Angezeigter Text.

Andererseit ist die Causa Wegner ein ziemlich gutes Beispiel dafür, was passiert, wenn in einem Haus keine wirkliche Überzeugung für die neuen Medien da ist, wenn man das Internet immer noch als etwas begreift, was man zähneknirschend macht. Da reicht es dann aus, wenn ein beinharter Printer, der online eh nie mochte, mit einem Federstrich erklärt, dass es das jetzt gewesen sei mit dem Netz. Nur, dass das leider nicht von Herrn Welte entschieden wird.

Verfügbare Daten.
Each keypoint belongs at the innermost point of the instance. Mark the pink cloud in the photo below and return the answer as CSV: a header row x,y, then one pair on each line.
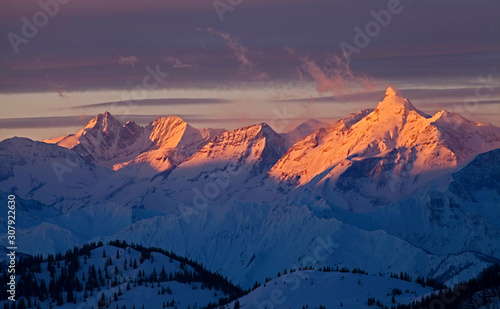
x,y
240,52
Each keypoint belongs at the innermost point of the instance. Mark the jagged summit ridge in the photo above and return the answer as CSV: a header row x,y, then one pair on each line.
x,y
107,142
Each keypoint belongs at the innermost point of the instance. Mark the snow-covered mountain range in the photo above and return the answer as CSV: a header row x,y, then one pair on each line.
x,y
386,190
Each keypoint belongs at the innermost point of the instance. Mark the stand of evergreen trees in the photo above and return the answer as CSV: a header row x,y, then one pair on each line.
x,y
30,290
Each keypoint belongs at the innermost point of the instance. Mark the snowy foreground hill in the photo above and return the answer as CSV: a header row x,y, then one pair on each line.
x,y
385,190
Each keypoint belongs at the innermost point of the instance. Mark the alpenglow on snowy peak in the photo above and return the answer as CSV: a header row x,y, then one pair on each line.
x,y
244,203
106,142
393,143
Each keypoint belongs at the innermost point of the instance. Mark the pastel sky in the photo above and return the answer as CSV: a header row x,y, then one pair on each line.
x,y
230,63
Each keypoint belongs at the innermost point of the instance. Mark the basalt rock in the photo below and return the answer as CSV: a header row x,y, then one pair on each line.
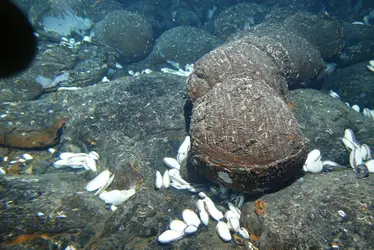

Aufgaben.
a: Zitieren Sie aus dem Text über die Causa Wegner die Passage von „Andererseit ist die“ bis „Welte entschieden wird.“.
b: Wofür ist die Causa Wegner laut dem Text über sie ein ziemlich gutes Beispiel?
c: Setzen Sie den Text über die Causa Wegner im Anschluss an seinen letzten Satz fort.

Antworten je Aufgabe.
a:
Andererseit ist die Causa Wegner ein ziemlich gutes Beispiel dafür, was passiert, wenn in einem Haus keine wirkliche Überzeugung für die neuen Medien da ist, wenn man das Internet immer noch als etwas begreift, was man zähneknirschend macht. Da reicht es dann aus, wenn ein beinharter Printer, der online eh nie mochte, mit einem Federstrich erklärt, dass es das jetzt gewesen sei mit dem Netz. Nur, dass das leider nicht von Herrn Welte entschieden wird.

b: Dafür, was passiert, wenn in einem Haus keine wirkliche Überzeugung für die neuen Medien da ist.

c:
Burdas Probleme stehen stellvertretend für viele in der Verlagsbranche: Man ist immer noch bereit, Schrott-Produkte wie „Chatter“ auf den Markt zu werfen, ohne jegliche Rücksicht darauf, dass der publizistische Ruf des Hauses erheblich beschädigt wird. Ohne Rücksicht darauf, dass Geld ohne jede Perspektive verbrannt wird. Offensichtlich macht man in der Bewertung des Begriffs „scheitern“ immer noch erhebliche Unterschiede. Anders ist es jedenfalls kaum zu erklären, dass ein Desaster wie „Chatter“ sowohl hausintern als auch in der Branche mehr oder minder schulterzuckend weggesteckt wird. Man stelle sich vor, „Chatter“ wäre kein Print- sondern ein Onlineprodukt gewesen, man könnte Burda und Welte vermutlich noch bis ins nächste Jahr wehklagen hören.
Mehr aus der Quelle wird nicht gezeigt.